WHAT YOU HAVE TO DO: The line containing "point: glossy green" marks the end; write out exactly every line from the start of the data up to and including it, without the pictures.

[[ EXCERPTED RECORDS open ]]

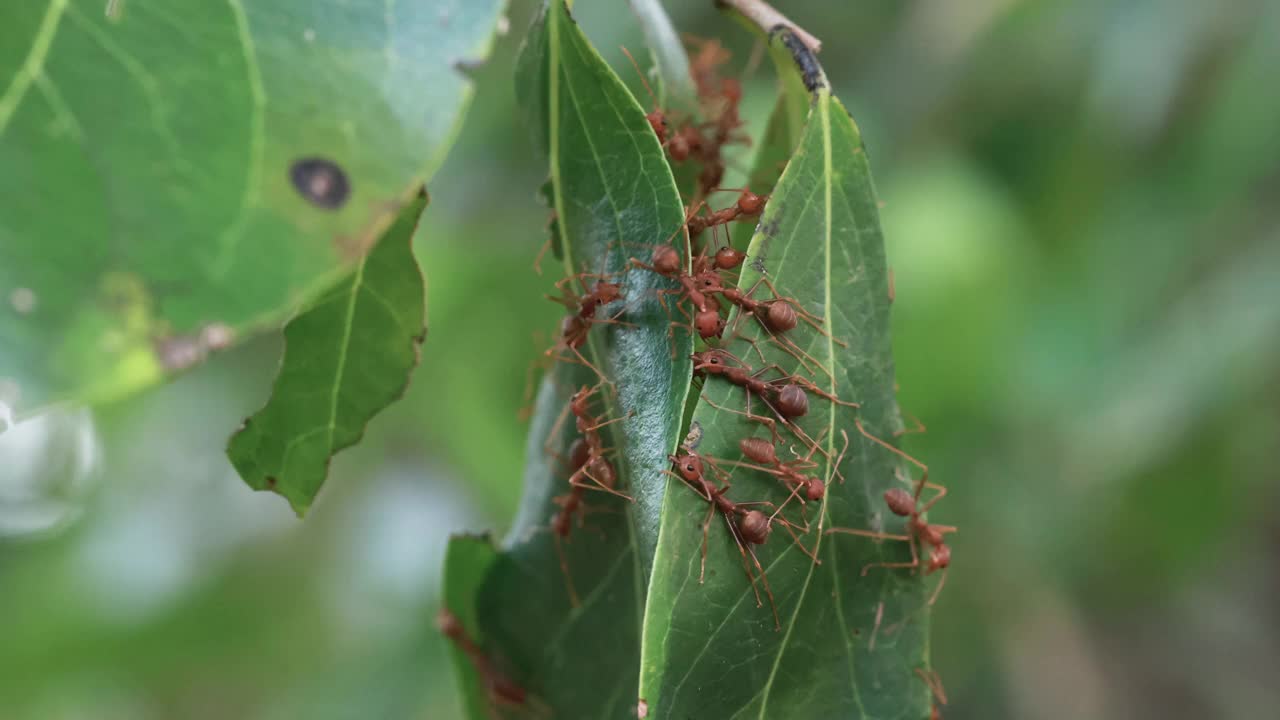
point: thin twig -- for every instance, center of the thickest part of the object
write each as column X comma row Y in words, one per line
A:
column 767, row 18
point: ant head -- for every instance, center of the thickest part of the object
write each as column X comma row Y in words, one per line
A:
column 709, row 324
column 667, row 260
column 728, row 258
column 817, row 488
column 940, row 557
column 448, row 624
column 750, row 203
column 792, row 401
column 690, row 466
column 755, row 527
column 780, row 317
column 900, row 501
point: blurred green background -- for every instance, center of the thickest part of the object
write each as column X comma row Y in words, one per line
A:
column 1083, row 214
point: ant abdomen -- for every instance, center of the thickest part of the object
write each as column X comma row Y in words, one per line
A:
column 758, row 450
column 755, row 527
column 778, row 317
column 792, row 401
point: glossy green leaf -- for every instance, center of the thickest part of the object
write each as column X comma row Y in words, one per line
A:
column 615, row 199
column 849, row 645
column 675, row 86
column 347, row 356
column 176, row 174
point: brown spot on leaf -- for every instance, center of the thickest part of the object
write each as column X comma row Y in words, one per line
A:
column 321, row 182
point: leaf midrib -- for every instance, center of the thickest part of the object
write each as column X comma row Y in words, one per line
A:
column 553, row 60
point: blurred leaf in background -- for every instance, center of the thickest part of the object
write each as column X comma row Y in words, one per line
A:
column 1083, row 213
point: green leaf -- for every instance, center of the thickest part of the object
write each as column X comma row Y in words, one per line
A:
column 347, row 356
column 467, row 560
column 615, row 199
column 709, row 651
column 675, row 83
column 177, row 174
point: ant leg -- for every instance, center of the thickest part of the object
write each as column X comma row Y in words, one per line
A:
column 607, row 423
column 924, row 478
column 767, row 422
column 548, row 447
column 568, row 579
column 583, row 360
column 764, row 578
column 917, row 427
column 880, row 618
column 913, row 564
column 542, row 253
column 707, row 531
column 867, row 533
column 941, row 493
column 575, row 479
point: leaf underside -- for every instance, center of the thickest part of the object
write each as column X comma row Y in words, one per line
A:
column 178, row 174
column 849, row 645
column 347, row 356
column 615, row 199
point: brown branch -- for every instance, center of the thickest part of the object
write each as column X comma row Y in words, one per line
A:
column 766, row 17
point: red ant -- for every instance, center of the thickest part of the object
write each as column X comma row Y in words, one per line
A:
column 656, row 117
column 748, row 205
column 766, row 456
column 499, row 688
column 746, row 527
column 918, row 529
column 588, row 461
column 702, row 67
column 785, row 396
column 721, row 98
column 583, row 308
column 776, row 317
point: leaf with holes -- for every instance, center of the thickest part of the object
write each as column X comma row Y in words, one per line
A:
column 177, row 174
column 844, row 645
column 347, row 356
column 615, row 199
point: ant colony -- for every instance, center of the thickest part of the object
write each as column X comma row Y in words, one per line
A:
column 700, row 294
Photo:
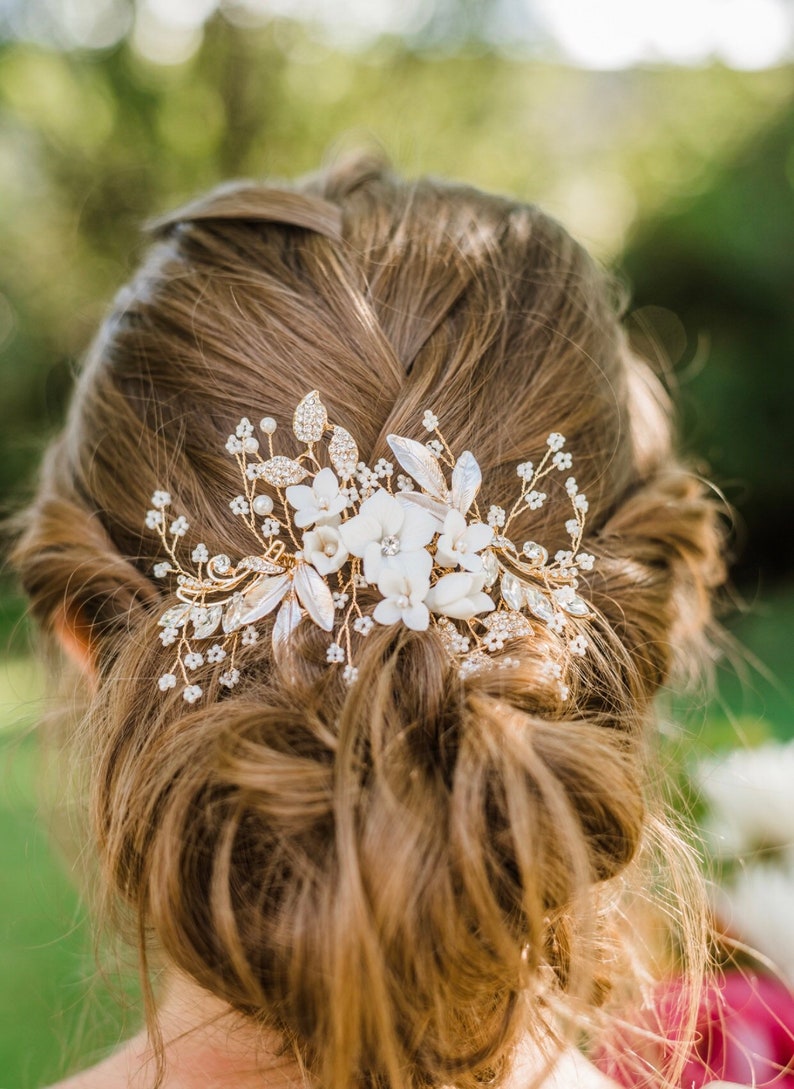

[[ EXCERPTED RECORDS closed ]]

OUTPUT FOR THIS EXERCISE:
point: thin twig -- for every instance, center of the thickest part of the object
write each as column X comma row Y in words, one per line
A:
column 767, row 18
point: ant head -- for every instance, center of the thickest part of the object
write each as column X comma row Y in words, one per line
A:
column 709, row 324
column 667, row 260
column 728, row 258
column 817, row 488
column 940, row 557
column 448, row 624
column 750, row 203
column 792, row 401
column 690, row 466
column 755, row 527
column 780, row 317
column 900, row 501
point: blurred green background -- for every instance, center of the thickest part of the object
write each as column X comma row Y in words, one per line
A:
column 1083, row 214
point: ant abdomen -- for every instance, center of the thickest part of the object
write each as column X comma row Y in words, one per line
A:
column 758, row 450
column 755, row 527
column 778, row 317
column 792, row 401
point: glossy green leaf -- for every instance, center of the thickest part of the object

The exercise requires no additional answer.